▸ **What to do**
Carry on the piece about long-distance travel and explorers like Livingstone, picking up after its last sentence.

It’s amazing how your perspective on travel can change based on the distance required.
I can remember back when I thought the drive from Savannah to Jacksonville was long, a little over two hours. Then there was the year (while still at UPS) where I commuted by air from Savannah to Denver every week for six months. That seemed like a long trip.
The journey we’re on now began by flying three hours from Savannah to Chicago with a four layover before a 15 hour and 45 minute flight to Hong Kong. Our flight path from Chicago was over the top of Canada, down over Siberia, and across Chinese airspace before arriving in this city, the center of economic business for most of East Asia.
Three more hours in Hong Kong and then another three hour flight into the bustling Ho Chi Minh City, formerly known as Saigon. Thirty hours after leaving Savannah, we’re here.
By the time I return to Savannah, I will have flown over 20,000 miles. Now THAT’S a long trip.
But while flying I’ve been reading a book called “Into Africa”, the story of Dr. David Livingstone and his amazing journeys through the heart of that continent.
It amazes me to realize how people today will do crazy things, sometimes endangering their lives, often all for one potentially viral Youtube video. The “look at me” nature of our world is fascinating and often pursued for the most selfish reasons.
But during the 19th and early 20th century, people like Livingstone pursued great and sometimes extremely dangerous expeditions for what they believed to be the common good of our world. Names like Lewis & Clark, John Fremont, Teddy Roosevelt.

▸ **Dataset excerpts**

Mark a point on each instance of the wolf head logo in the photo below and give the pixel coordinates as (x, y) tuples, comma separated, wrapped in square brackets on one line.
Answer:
--
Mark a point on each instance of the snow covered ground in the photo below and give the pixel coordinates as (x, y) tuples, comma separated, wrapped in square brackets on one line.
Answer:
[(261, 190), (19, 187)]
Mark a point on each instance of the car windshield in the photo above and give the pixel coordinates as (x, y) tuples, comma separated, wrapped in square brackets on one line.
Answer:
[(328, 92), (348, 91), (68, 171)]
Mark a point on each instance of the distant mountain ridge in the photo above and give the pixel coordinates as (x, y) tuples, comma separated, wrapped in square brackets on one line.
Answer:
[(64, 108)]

▸ **Exercise result**
At one point in 1858 Livingstone led a journey of exploration and survey up the Zambezi River in southern Africa. The trip took FIVE YEARS to complete; it was brutal and many members of his team died along the way of disease or violence. In fact, his wife Mary missed her husband so much that she traveled from England halfway through the time and joined him along the way; she also died during the trek. Livingstone finally emerged from the adventure in 1864 and the trip was considered a failure by many of his peers.
But a few years later he went back, this time with a goal of identifying the source of the immense Nile River.
Few people realize now that Livingstone was not only a great explorer but at heart he was a Christian missionary. He was an ordained minister and while fame and fortune may have come his way due to the amazing perseverance and commitment his several expeditions demonstrated, at heart he was simply a follower of Christ obeying the command to “Go make disciples of all nations…”
He endured insect bites, disease, a mangled arm from a lion attack and the death of his wife. At the end of his life he was broken physically. But all his life he would wake up each morning, get out of bed and move forward, always with a heart for proclaiming Jesus to those he met.
An amazing man.
Kind of put’s a 30 hour trip to Vietnam into perspective, doesn’t it?